*Provided entries*:
>> start
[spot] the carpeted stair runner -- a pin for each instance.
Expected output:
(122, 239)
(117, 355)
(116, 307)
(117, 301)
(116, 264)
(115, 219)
>> end
*Given exercise*: Revise the records above, replacing "carpeted stair runner" with "stair carpet" and leaving everything else unchanged.

*Response for this exercise*:
[spot] the stair carpet -- a pin for each instance.
Expected output:
(122, 239)
(117, 355)
(116, 307)
(117, 301)
(116, 264)
(115, 219)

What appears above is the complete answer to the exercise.